## WHAT IS NEEDED
Could you rewrite every line of the rows below, requests included, scaling each x, y coordinate in the answers by 0.45 and rounding it to a whole number, with halves rounded up, while leaving the wording of the requests unchanged?

## STORED RECORDS
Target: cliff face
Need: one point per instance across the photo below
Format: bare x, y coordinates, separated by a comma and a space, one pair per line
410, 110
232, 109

## EXERCISE RESPONSE
Target: cliff face
Need: one point per instance across the photo below
Format: bare x, y coordinates, separated by a comma and a space, one pair per line
185, 50
104, 49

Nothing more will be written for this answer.